- _What the task requires_
Convert every line of the records below into a Markdown table with two columns, Row for the row number and Line for the text, skipping any blank lines. Leave the pictures out of the table.

- _Rows_
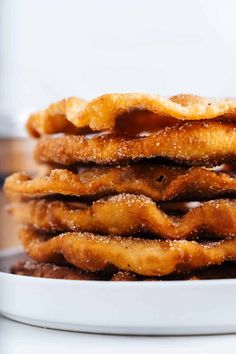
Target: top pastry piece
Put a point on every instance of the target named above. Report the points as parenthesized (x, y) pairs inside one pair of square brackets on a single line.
[(130, 112)]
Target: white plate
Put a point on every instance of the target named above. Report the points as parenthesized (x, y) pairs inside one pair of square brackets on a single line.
[(166, 308)]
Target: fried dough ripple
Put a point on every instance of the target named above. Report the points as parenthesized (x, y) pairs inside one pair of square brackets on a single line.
[(191, 143), (145, 257), (157, 182), (127, 214), (53, 271), (102, 113)]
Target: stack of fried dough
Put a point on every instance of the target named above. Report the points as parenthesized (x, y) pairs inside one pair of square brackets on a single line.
[(140, 187)]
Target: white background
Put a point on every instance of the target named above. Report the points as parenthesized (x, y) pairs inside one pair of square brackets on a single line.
[(57, 48)]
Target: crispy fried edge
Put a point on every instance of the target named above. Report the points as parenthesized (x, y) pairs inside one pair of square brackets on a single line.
[(193, 143), (157, 182), (53, 271), (145, 257), (127, 214), (101, 113)]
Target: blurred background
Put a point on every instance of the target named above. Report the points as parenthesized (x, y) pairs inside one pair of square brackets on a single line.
[(51, 49)]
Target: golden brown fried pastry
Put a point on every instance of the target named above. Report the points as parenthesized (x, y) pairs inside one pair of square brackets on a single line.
[(127, 214), (192, 143), (49, 270), (145, 257), (116, 111), (160, 183)]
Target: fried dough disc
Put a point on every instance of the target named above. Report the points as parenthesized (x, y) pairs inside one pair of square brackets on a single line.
[(226, 270), (157, 182), (192, 143), (127, 214), (53, 271), (145, 257), (126, 111)]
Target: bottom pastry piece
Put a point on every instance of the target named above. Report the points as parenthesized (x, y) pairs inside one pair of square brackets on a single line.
[(145, 257)]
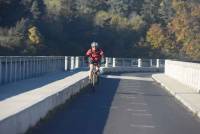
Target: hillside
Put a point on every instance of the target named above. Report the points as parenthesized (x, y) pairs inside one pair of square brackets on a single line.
[(124, 28)]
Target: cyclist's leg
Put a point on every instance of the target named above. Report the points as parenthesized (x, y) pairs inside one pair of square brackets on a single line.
[(90, 71)]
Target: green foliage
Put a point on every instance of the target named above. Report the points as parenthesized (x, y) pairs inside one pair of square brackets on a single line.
[(133, 28)]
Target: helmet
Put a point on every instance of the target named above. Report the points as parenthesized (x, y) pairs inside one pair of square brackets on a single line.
[(94, 44)]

- _Complete output_
| Row | Line |
|---|---|
| 1 | Target: top pastry piece |
| 2 | Put a point on every instance of the target named above. Report the points as parenthesized (x, y) pairs inside one pair of square brackets on a single line. |
| 3 | [(130, 112)] |
| 4 | Target: white plate |
| 5 | Put a point on every instance of the target named above. Report the points as parenthesized (x, y) pairs inside one pair of square brackets on a single line. |
| 6 | [(166, 308)] |
| 7 | Target: fried dough ripple |
| 8 | Put a point on every instance of the target named above. Report the points as parenthesized (x, y) pairs inside one pair of square brackets on a single line. |
| 9 | [(191, 143), (145, 257), (157, 182), (127, 214), (53, 271), (102, 113)] |
| 10 | Target: stack of fried dough |
| 11 | Put a point on every instance of the target named above. Report the points as parenthesized (x, y) pairs inside one pair of square brackets on a single line. |
| 12 | [(140, 187)] |
| 13 | Target: white background |
| 14 | Put a point on every instance of the target named above. Report the points as parenthesized (x, y) pairs inside one pair of square brackets on a single line. |
| 15 | [(57, 48)] |
| 16 | Target: crispy fried edge |
| 17 | Put a point on every instance of the target named above. Report the points as parenthesized (x, y) pairs inside one pair of square brackets on a single line. |
| 18 | [(193, 143), (157, 182), (53, 271), (145, 257), (127, 214), (101, 113)] |
| 19 | Target: blurred background |
| 20 | Put a point on every instance of the target named above. Report the points as parenthesized (x, y) pairs inside one pair of square brackets on a single line. |
| 21 | [(51, 49)] |
| 22 | Target: golden brown fried pastry |
| 23 | Put a point on every instance of the target named above. Report the points as parenthesized (x, y) pairs inside one pair of square brackets on a single line. |
| 24 | [(127, 214), (192, 143), (49, 270), (145, 257), (116, 111), (160, 183)] |
| 25 | Target: fried dough disc |
| 26 | Put a point on every instance of the target named above. Report the points as parenthesized (x, y) pairs inside one pair of square brackets on a single line. |
| 27 | [(226, 270), (157, 182), (192, 143), (127, 214), (53, 271), (145, 257), (126, 111)] |
| 28 | Target: bottom pastry piece |
| 29 | Put a point on every instance of the target named above. Report the points as parenthesized (x, y) pairs inside one pair of square brackets on a single line. |
| 30 | [(145, 257)] |
| 31 | Target: hillside |
| 32 | Put a point on every instance of the target named above. Report the points as parenthesized (x, y) pairs inside one pair of square brackets on a single line. |
| 33 | [(124, 28)] |
| 34 | Target: cyclist's leg |
| 35 | Put a point on every instance of the target named above. Report the points as parenthesized (x, y) pairs inside one pair of square brackets on a single line. |
| 36 | [(90, 71)] |
| 37 | Target: green foliage |
| 38 | Put a point on every instance of the target named above. Report the points as parenthesized (x, y) pairs inside one pair of square brackets on a single line. |
| 39 | [(133, 28)] |
| 40 | Target: helmet |
| 41 | Put a point on every instance of the target named above. Report the points as parenthesized (x, y) pairs inside one pair of square brackets on a single line. |
| 42 | [(94, 44)] |